§ Tugas Anda
Tolong periksa apakah setiap pernyataan berikut sesuai dengan artikel tentang radikalisme di media sosial. Jawab ya atau tidak untuk tiap nomor, lalu kutip persis kata-kata artikel yang menentukan jawaban itu.
1. Abdul Kadir Karding adalah anggota DPR RI.
2. Diskusi media SMCE di Hotel Central diadakan pada hari Rabu.
3. Menurut Karding, NU dan Muhammadiyah berhasil dalam medsos.

§ Dokumen

- - - - - - -

Teks Foto: Diskusi media yang diselenggarakan Social Media for Civic Education (SMCE) dengan tema ‘Medsos, Rekonsiliasi Nasional dan Ancaman Radikalisme, Selasa (27/8/2019) di Hotel Central, Jl. Pramuka, Jakarta Pusat. Foto: KMI/dok.
Jakarta – Abdul Kadir Karding Politisi Partai Kebangkitan Bangsa (PKB) mengatakan saat ini kelompok radikalisme agama menjadikan media sosial (medsos) sebagai alat propaganda dan perjuangan politik. Sehingga kata anggota DPR RI ini, walaupun mereka tidak ketemu tatap muka, akan tetapi tetap bisa merekrut anggota baru.
“Radikalisme lahir disebabkan keyakinan orang cenderung radikal, karena mendapatkan pemahaman agama dengan menisbatkan dirinya sebagai orang yang paling suci,” kata Abdul Kadir Karding dalam diskusi media yang diselenggarakan Social Media for Civic Education (SMCE) dengan tema ‘Medsos, Rekonsiliasi Nasional dan Ancaman Radikalisme, Selasa (27/8/2019) di Hotel Central, Jl. Pramuka, Jakarta Pusat.
Menurut Karding sapaan akrabnya, Ide dan gagasan dari luar sampai di Indonesia, karena juga peran media dan massifnya di era revolusi digital 4.0 ini. Bahkan, kenapa organisasi moderat seperti NU dan Muhammadiyah gagal dalam medsos? Karena mereka tidak mampu membuat konten-konten yang ringan seperti pada era sekarang.
“Rata rata gerakan radikalisme seperti membuat bom atau teror itu bisa belajar dari online tanpa tatap muka. Medsos salah satu polarasisasi dalam politik atau politik identitas,” jelasnya.
Selain itu kata Karding, medsos juga bisa melapetaka bagi bangsa, sebab orang yang radikal pasti tidak paham beragama karena mereka dicekoki oleh paham dari luar.
“Cara untuk menghentikan radikalisme yaitu ada di kurikulum pendidikan kita. Cara mengatasi radikalisme diantaranya, harus ada pendidikan literasi kepada masyarakat, harus ada mengurangi politik identitas yang berlebihan dan harus mendiskusikan pers yang tidak partisan,” katanya.
Selanjutnya menurut Karding, menangkal radikalisme juga harus memperbaiki ekonomi di masyarakat, karena sebagian orang tidak puas terhadap pemerintah. Keadaan sosial dan pemimpin harus diperbaki juga dan tugas pemerintah harus memuaskan masyarakatnya.
“Ada sekitar 68 juta orang yang belum puas terhadap pemerintahan yang ada di Indonesia. Oleh sebab itulah kalau ada kepuasan pada masyarakat, saya pikir masyarakat tidak mudah terpengaruh radikalisme. Meskipun di gembosin lewat medsos,” ujar Karding.

- - - - - - -

§ Baris Data
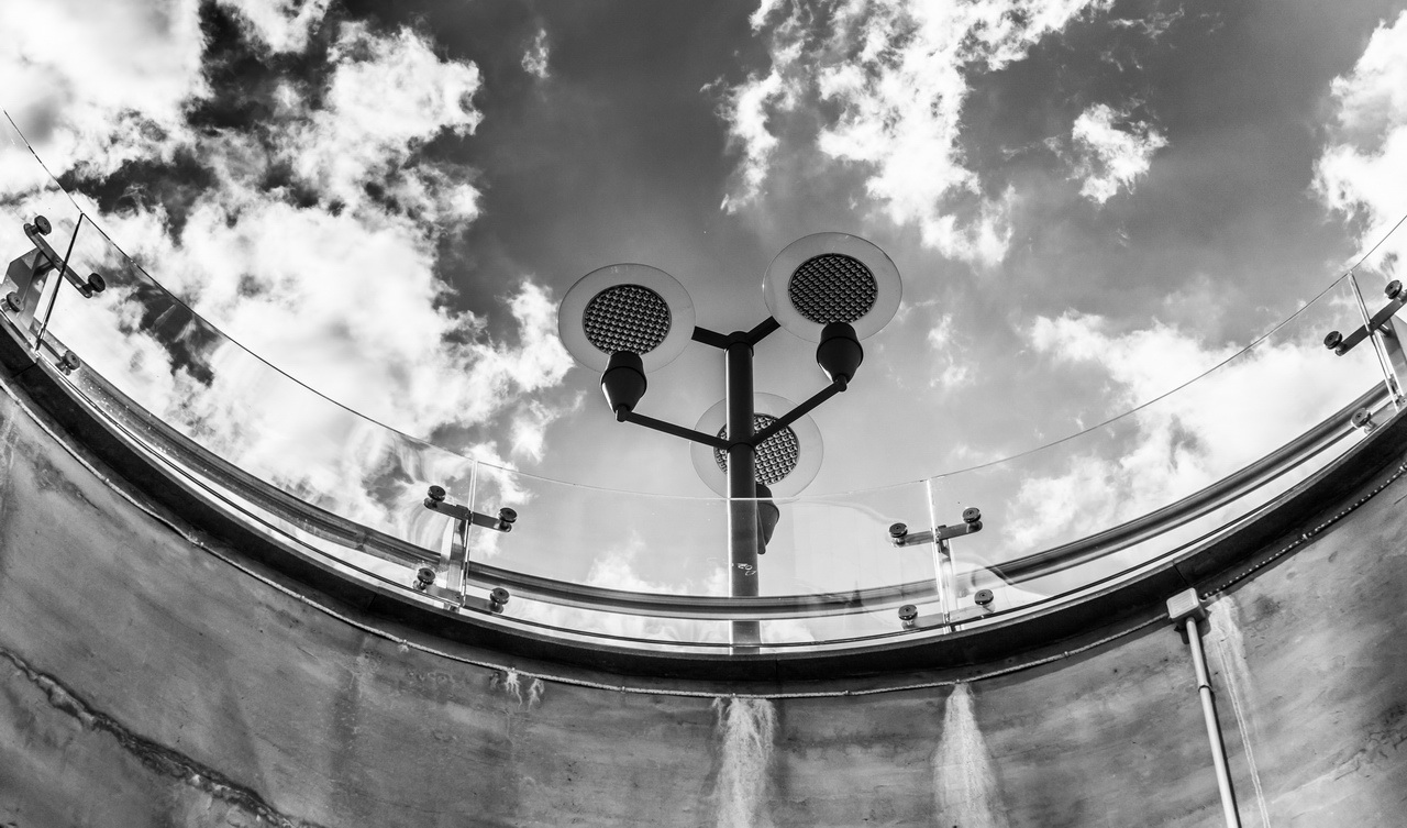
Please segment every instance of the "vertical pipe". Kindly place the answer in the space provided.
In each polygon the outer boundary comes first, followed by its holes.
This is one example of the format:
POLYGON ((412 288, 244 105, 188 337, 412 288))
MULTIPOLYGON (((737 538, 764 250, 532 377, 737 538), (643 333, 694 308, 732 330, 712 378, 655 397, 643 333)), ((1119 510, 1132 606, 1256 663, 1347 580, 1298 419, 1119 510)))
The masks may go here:
POLYGON ((1358 300, 1358 313, 1363 314, 1363 328, 1368 331, 1368 338, 1373 341, 1373 353, 1377 355, 1377 368, 1383 372, 1383 382, 1387 384, 1387 391, 1393 396, 1393 406, 1400 411, 1403 408, 1400 377, 1393 372, 1393 365, 1387 359, 1382 335, 1373 330, 1373 315, 1368 313, 1368 304, 1363 303, 1363 291, 1358 289, 1358 276, 1352 272, 1348 275, 1348 284, 1354 289, 1354 299, 1358 300))
MULTIPOLYGON (((923 486, 924 486, 924 489, 927 490, 927 494, 929 494, 929 525, 930 527, 937 527, 938 525, 938 504, 937 504, 937 500, 934 500, 933 477, 929 477, 927 480, 924 480, 923 486)), ((943 587, 943 552, 944 552, 943 551, 943 544, 940 541, 934 539, 933 541, 933 586, 938 591, 938 610, 943 613, 943 617, 947 618, 948 613, 953 611, 953 607, 948 606, 948 593, 943 587)))
MULTIPOLYGON (((727 346, 727 562, 729 596, 753 597, 757 584, 757 456, 753 438, 753 346, 734 337, 727 346)), ((761 642, 757 621, 733 621, 733 648, 761 642)))
POLYGON ((1221 811, 1227 828, 1241 828, 1241 815, 1235 810, 1235 789, 1231 787, 1231 772, 1227 770, 1227 746, 1221 741, 1221 727, 1217 724, 1217 703, 1211 698, 1211 680, 1207 676, 1207 656, 1202 652, 1202 628, 1196 618, 1183 624, 1188 632, 1188 646, 1192 649, 1192 669, 1197 673, 1197 694, 1202 697, 1202 718, 1207 725, 1207 741, 1211 742, 1211 763, 1217 772, 1217 787, 1221 790, 1221 811))
MULTIPOLYGON (((937 524, 934 524, 937 527, 937 524)), ((947 541, 938 541, 938 593, 943 598, 943 615, 953 620, 953 613, 958 608, 957 583, 953 570, 953 546, 947 541)), ((957 629, 950 627, 948 631, 957 629)))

- - - - - - -

§ Jawaban Latihan
1. Ya: "kata anggota DPR RI ini"
2. Tidak: "Selasa (27/8/2019) di Hotel Central"
3. Tidak: "organisasi moderat seperti NU dan Muhammadiyah gagal dalam medsos"